Items listed in a dataset

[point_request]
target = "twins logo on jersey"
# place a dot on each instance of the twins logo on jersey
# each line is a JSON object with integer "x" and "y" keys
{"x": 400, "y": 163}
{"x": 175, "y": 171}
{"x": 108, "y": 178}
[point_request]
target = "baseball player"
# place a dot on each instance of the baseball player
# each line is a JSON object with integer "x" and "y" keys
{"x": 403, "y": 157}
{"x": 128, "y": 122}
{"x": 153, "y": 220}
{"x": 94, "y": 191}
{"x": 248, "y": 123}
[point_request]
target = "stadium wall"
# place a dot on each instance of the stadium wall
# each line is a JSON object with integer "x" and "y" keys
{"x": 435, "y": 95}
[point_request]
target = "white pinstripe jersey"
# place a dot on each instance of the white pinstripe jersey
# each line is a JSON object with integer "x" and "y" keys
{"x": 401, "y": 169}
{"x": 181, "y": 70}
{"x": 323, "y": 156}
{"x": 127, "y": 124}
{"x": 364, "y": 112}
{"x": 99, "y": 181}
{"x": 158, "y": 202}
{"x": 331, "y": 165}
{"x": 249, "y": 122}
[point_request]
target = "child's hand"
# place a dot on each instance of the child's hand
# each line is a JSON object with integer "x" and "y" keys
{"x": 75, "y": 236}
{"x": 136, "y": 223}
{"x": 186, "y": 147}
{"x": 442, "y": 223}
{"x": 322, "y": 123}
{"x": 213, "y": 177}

* _WHAT NEEDS TO BE DONE_
Set down the entries above again, word for word.

* _FULL RESPONSE_
[point_request]
target = "twins logo on jersey"
# place a dot on each instance of the twins logo on jersey
# each line is a JSON object with integer "x" and "y" keys
{"x": 400, "y": 163}
{"x": 175, "y": 171}
{"x": 108, "y": 178}
[point_request]
target = "baseball player"
# place a dot on each instance of the baseball player
# each line is a JSON object with integer "x" and "y" keys
{"x": 403, "y": 157}
{"x": 128, "y": 122}
{"x": 153, "y": 220}
{"x": 94, "y": 191}
{"x": 248, "y": 123}
[point_request]
target = "stadium wall"
# place a dot on each instance of the stadium wall
# each line is a JSON object with integer "x" and "y" keys
{"x": 435, "y": 95}
[point_request]
target = "white pinstripe jersey"
# place a dot on each instance of the white pinstripe jersey
# each line is a JSON object with integer "x" and "y" keys
{"x": 401, "y": 169}
{"x": 181, "y": 70}
{"x": 323, "y": 156}
{"x": 127, "y": 124}
{"x": 364, "y": 112}
{"x": 99, "y": 181}
{"x": 158, "y": 202}
{"x": 331, "y": 165}
{"x": 249, "y": 122}
[point_request]
target = "child's hand"
# place a dot on each instance of the child's hand
# each line is a JSON object with integer "x" and "y" keys
{"x": 75, "y": 236}
{"x": 136, "y": 223}
{"x": 186, "y": 147}
{"x": 442, "y": 223}
{"x": 322, "y": 123}
{"x": 213, "y": 177}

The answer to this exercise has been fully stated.